start Selected text

This is a very severe penalty and I have proposed it only after very careful consideration. As I explained in the other House, in deciding on it I was guided by a number of concerns. One, by the fact that the offences in question represent, as I said, an attack on the institutions and fabric of the State. Two, that we have a largely unarmed Garda force whose only protection from those with murderous intent is the statutory protection we can afford them by way of a penalty with deterrent effect. Three, the security situation which exists in this country where there are armed subversive groups operating which represent a particular threat to our democratic institutions. Four, very heavy maximum penalties are already prescribed for the types of crimes which might give rise to the circumstances where a garda's life is put in danger. For example, the maximum penalty for armed robbery is life imprisonment. An ordinary sentence of life imprisonment for the murder of a garda is very unlikely, therefore, to have any deterrent effect on an armed robber who is trying to evade capture. Five, by the fact that for many years past the effective penalty for capital offences has been 40 years' imprisonment.
The fact of the matter is that for many years past under various Governments the President has been advised, where the death penalty has been imposed, to commute the sentence to 40 years' imprisonment. I see no justification for changing this now simply because the death penalty is being formally abolished. It would not be safe, in my view and in the Government's view, to make any such change at this stage, given in particular the security situation to which I earlier referred.
Again, it was argued that there should be some flexibility in the penalty to be prescribed — perhaps a range of penalty between 20 and 40 years — leaving the court with discretion as to the precise period which should be imposed depending on the facts of each case. On the face of it this is an attractive idea and was, indeed, one of the options I considered when the Bill was being drafted. The problem with it, however, is that it lacks certainty; and, in a situation where I believe the deterrent effect of the penalty is of the utmost importance, certainty is essential. I do not want a situation where some villain with his finger on the trigger can entertain any false illusions about an easy sentence.
Section 3 also provides for a new offence of attempted murder of a garda, prison officer, etc., with a mandatory minimum sentence of 20 years' imprisonment for the commission of such an offence. This provision is in accordance with the thinking of the Garda Representative Association on this matter — it is a measure designed to enhance the statutory protection afforded to the persons concerned against murderous attack. The Government are satisfied that this provision should be included in the Bill. An attempt to murder a garda or prison officer is morally every bit as culpable as murder itself. The aim of the perpetrator is murder. It may be purely fortuitous that he does not succeed.
Following on from sections 3 and 4, section 5 copperfastens the mandatory nature of the sentences by providing that the Government's and Minister's power to commute or remit sentences under section 23 of the Criminal Justice Act, 1951, will not apply to such sentences. Also it limits the Minister's power to grant temporary release under the Criminal Justice Act, 1960, to release for grave reasons of a humanitarian nature and then only for such limited period as is justified by those reasons. This provision is necessary to make it abundantly clear that the penalties set out in section 4 will not be watered down. As I said, I do not want any subversive or other criminal to be under any illusion if they decide to murder a garda or prison officer or commit one of the other offences set out in section 3 of the Bill as to what their punishment will be.

end Selected text
start Data section

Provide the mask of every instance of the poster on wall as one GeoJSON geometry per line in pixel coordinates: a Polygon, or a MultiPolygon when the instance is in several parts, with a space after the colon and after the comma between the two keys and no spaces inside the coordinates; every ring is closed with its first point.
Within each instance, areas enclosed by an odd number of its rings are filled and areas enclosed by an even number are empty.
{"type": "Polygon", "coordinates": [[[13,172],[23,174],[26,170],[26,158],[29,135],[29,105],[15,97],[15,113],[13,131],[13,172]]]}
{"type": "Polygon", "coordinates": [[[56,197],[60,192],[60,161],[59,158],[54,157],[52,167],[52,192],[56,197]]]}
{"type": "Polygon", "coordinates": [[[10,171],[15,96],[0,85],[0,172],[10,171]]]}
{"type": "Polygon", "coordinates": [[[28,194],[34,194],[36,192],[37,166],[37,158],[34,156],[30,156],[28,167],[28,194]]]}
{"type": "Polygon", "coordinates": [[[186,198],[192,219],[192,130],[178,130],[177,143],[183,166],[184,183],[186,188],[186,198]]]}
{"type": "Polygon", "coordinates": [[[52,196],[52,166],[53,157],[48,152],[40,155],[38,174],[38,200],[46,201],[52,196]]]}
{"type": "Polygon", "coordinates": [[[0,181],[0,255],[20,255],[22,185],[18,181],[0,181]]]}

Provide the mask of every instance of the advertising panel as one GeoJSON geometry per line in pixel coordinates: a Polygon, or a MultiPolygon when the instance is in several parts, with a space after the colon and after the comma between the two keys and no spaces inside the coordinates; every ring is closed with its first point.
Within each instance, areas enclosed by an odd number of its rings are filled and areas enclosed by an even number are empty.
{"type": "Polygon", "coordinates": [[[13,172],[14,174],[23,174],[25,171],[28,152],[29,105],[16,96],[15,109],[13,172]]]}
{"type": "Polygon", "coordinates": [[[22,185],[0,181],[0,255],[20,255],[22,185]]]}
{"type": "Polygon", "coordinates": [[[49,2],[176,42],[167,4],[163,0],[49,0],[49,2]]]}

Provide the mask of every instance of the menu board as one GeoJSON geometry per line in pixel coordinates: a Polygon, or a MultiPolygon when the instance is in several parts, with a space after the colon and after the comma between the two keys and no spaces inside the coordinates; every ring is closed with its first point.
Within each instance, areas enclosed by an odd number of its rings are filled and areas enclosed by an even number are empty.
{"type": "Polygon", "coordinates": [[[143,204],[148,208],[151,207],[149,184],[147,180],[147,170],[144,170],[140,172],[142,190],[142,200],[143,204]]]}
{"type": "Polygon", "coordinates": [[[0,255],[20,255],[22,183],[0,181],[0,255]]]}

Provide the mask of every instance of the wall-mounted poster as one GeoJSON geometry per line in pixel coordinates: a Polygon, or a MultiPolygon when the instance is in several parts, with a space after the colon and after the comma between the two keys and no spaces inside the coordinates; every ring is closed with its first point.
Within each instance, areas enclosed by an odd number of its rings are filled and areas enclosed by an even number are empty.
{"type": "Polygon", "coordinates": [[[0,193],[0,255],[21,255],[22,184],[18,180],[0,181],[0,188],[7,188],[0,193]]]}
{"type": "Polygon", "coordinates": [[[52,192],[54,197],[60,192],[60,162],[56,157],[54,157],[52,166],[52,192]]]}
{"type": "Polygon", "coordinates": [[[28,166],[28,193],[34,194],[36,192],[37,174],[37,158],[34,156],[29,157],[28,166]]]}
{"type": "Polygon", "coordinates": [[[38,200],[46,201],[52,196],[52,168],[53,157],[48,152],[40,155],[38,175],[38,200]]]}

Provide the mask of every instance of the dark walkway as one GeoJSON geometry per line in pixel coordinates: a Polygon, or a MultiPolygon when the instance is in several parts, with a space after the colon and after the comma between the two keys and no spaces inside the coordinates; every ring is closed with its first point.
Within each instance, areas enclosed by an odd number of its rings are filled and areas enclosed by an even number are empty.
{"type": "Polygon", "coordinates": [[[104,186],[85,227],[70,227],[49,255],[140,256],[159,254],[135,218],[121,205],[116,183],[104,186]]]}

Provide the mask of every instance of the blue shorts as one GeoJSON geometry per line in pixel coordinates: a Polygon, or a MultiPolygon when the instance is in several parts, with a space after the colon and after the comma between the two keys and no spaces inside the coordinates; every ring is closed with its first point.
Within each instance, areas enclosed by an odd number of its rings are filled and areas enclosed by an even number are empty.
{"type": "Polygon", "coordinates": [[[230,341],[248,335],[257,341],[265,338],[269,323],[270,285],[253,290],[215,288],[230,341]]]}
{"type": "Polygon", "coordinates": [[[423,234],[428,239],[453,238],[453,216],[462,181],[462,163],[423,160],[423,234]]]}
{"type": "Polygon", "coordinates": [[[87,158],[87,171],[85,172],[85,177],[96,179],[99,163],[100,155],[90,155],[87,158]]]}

end Data section

According to the speech on penalties, what mandatory minimum sentence does section 3 set for the new offense of attempted murder of a garda or prison officer? Rely only on the speech on penalties for your answer.

Twenty years' imprisonment.